— BEGIN Excerpt to read —

October 9, 2006
Since the dawn of rock and roll teenagers have learned to play guitar to attract the opposite sex. In eighth grade I went out with a ninth-grade girl. No way a boy does that without a cherry-red Harmony electric. A guitar overcomes a lot of personality quirks, but it doesn’t trump a senior with a car. I was devastated when Christine broke up with me, but my first song came out of that heartbreak and it helped with the healing. Although my newly found status as a songwriter was no threat to a guy with a driver's license, it did put me ahead of mere guitar players.
Performing in coffee houses kept the social life active through college, but writing also allowed me to explore feelings, I got to know myself better. Soon after graduation I was married. Tragically, it was time to grow up, get a job, put my guitar in the closet.
Twenty years later I was a vice president for a division of a major record company, wishing I'd never stopped playing. I bought a couple of classic, vintage guitars, dusted off my old Martin too. I rediscovered songwriting. I took guitar lessons, attended workshops, I wrote my wife a couple of sappy love songs. She said that’s nice, then bought me a pair of headphones. We’re divorced now, but the issue was much larger than me and those guitars.
Now that I’m single again, writing songs takes on a new dimension. It’s not the means to score women it was in my misspent youth, rather an additional way to express myself. Recently I studied with Rosanne Cash and Jimmie Dale Gilmore. They taught me how to dig deep for inspiration, find serendipity. I learned the nuts and bolts too.
Marshall McLuhan said the medium is the message. Songs are potent vehicles, but they are subject to misinterpretation. Sometimes when you write a song for someone, the result isn’t as you expect. I learned this lesson the hard way back in high school.
In tenth grade I had the hots for Donna Duclose, but she was going out with Alex Savage, an eleventh grader with a Camaro. One night Donna and I hung out behind the gym and started kissing. I wrote What Do You Do?. I made her a cassette copy:
What do you do
When your mind is confused
You don’t know what’s going on
But you know you’re the fuse
Savage got a hold of the tape. He drove over in that fast car with a buddy. They burned a couple of wheelies in front of my parent’s house. They jumped out of the Camaro and beat me up. That was the end of me and Donna.

— END Excerpt to read —

-- Exercise instructions --
A. Answer these questions about the songwriting essay, one per line:
(i) What color was the Harmony electric guitar?
(ii) Who did the writer recently study with?
(iii) What car did Alex Savage drive?
B. Summarize the songwriting essay in two sentences.
C. Transcribe the part of the songwriting essay starting with "Now that I’m" and going on through "and bolts too.".

— BEGIN Material —

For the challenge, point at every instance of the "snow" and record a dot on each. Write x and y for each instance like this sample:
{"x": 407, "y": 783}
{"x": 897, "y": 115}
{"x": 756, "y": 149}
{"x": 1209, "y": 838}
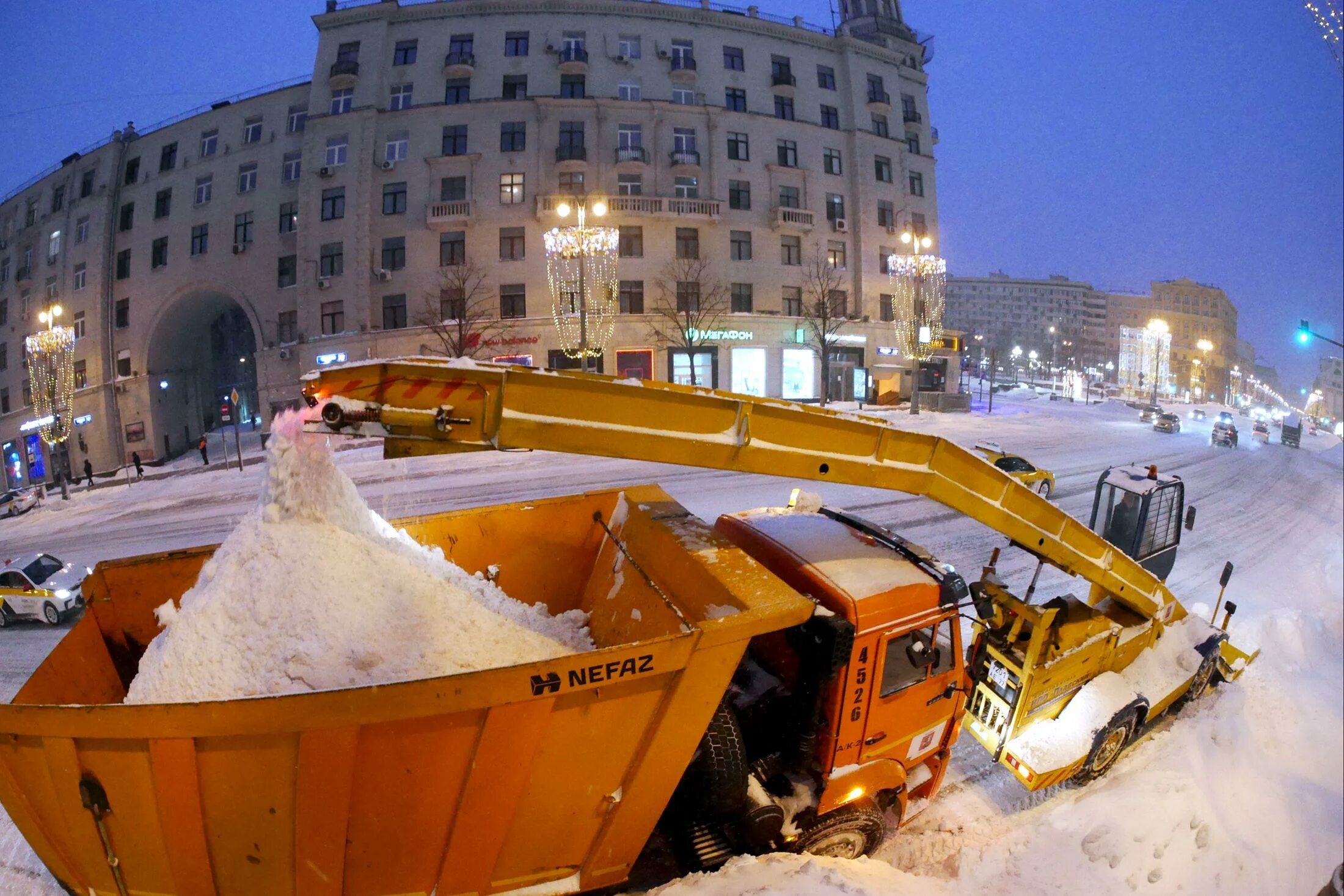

— END Material —

-- Answers for the tasks --
A.
(i) Cherry-red
(ii) Rosanne Cash and Jimmie Dale Gilmore
(iii) A Camaro

B. The writer took up guitar and songwriting as a teenager, kept performing through college, and put the guitar in the closet after marrying, then rediscovered songwriting twenty years later while a vice president at a major record company. Now single again, the writer treats songwriting as a way to express feelings and recalls learning in high school that songs can be misinterpreted, when a song written for Donna Duclose led her boyfriend, Alex Savage, to beat the writer up.

C.
Now that I’m single again, writing songs takes on a new dimension. It’s not the means to score women it was in my misspent youth, rather an additional way to express myself. Recently I studied with Rosanne Cash and Jimmie Dale Gilmore. They taught me how to dig deep for inspiration, find serendipity. I learned the nuts and bolts too.